_BLOCO DE TEXTO_
↓↓↓

Uma das coisas de que se fala muito é de as fronteiras entre lazer e trabalho estarem a mudar e julgo que isso é verdade. A discussão tem sido sobre como a tecnologia levou o tempo de trabalho a colonizar o tempo em casa e o tempo de lazer. Mas, por outro lado, a tecnologia permite que as pessoas, quando estão no trabalho, estejam em contacto com a família e amigos. É um resultado do capitalismo industrial termos uma separação rigorosa entre trabalho e lazer. Mas talvez dentro de 50 anos seja mais normal não haver esta separação, poder passar algum tempo no trabalho a fazer compras ou outras coisas na Internet, e compensar isso com trabalho à noite. Há um conceito de flexibilidade - que é a flexibilidade dos empregadores - que é estarmos sempre disponíveis para trabalhar. E há a flexibilidade que nós queremos, que é termos mais controlo para organizar os diferentes aspectos das nossas vidas.

↑↑↑

_REGISTOS GUARDADOS_
↓↓↓

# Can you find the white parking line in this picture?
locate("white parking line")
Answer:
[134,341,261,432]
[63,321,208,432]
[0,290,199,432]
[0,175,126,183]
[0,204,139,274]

↑↑↑

_PROBLEMA A RESOLVER_
Retome o texto sobre as fronteiras entre trabalho e lazer e continue-o a partir da última frase apresentada.

_RESULTADO_
A tecnologia pode tornar esse tipo de flexibilidade possível na generalidade dos países?
Depende do que forem as condições de trabalho e essas não são resultado de smartphones e gadgets. A questão tem muito mais a ver com a desregulação dos mercados de trabalho.

A grande intensidade do multitasking no local de trabalho ajuda à sensação de estarmos pressionados pelo tempo?
O multitasking é um mito. Os estudos mostram que as pessoas fazem as coisas numa sequência rápida, em vez de estarem literalmente a fazer várias coisas ao mesmo tempo. É mais fácil queixarmo-nos de que temos a caixa de correio cheia do que falar dos outros problemas de trabalho. Sou céptica em relação à justificação das interrupções causadas pela tecnologia.

No livro diz que é possível comprar tempo. A que ponto há uma desigualdade de tempo provocada por uma desigualdade de riqueza?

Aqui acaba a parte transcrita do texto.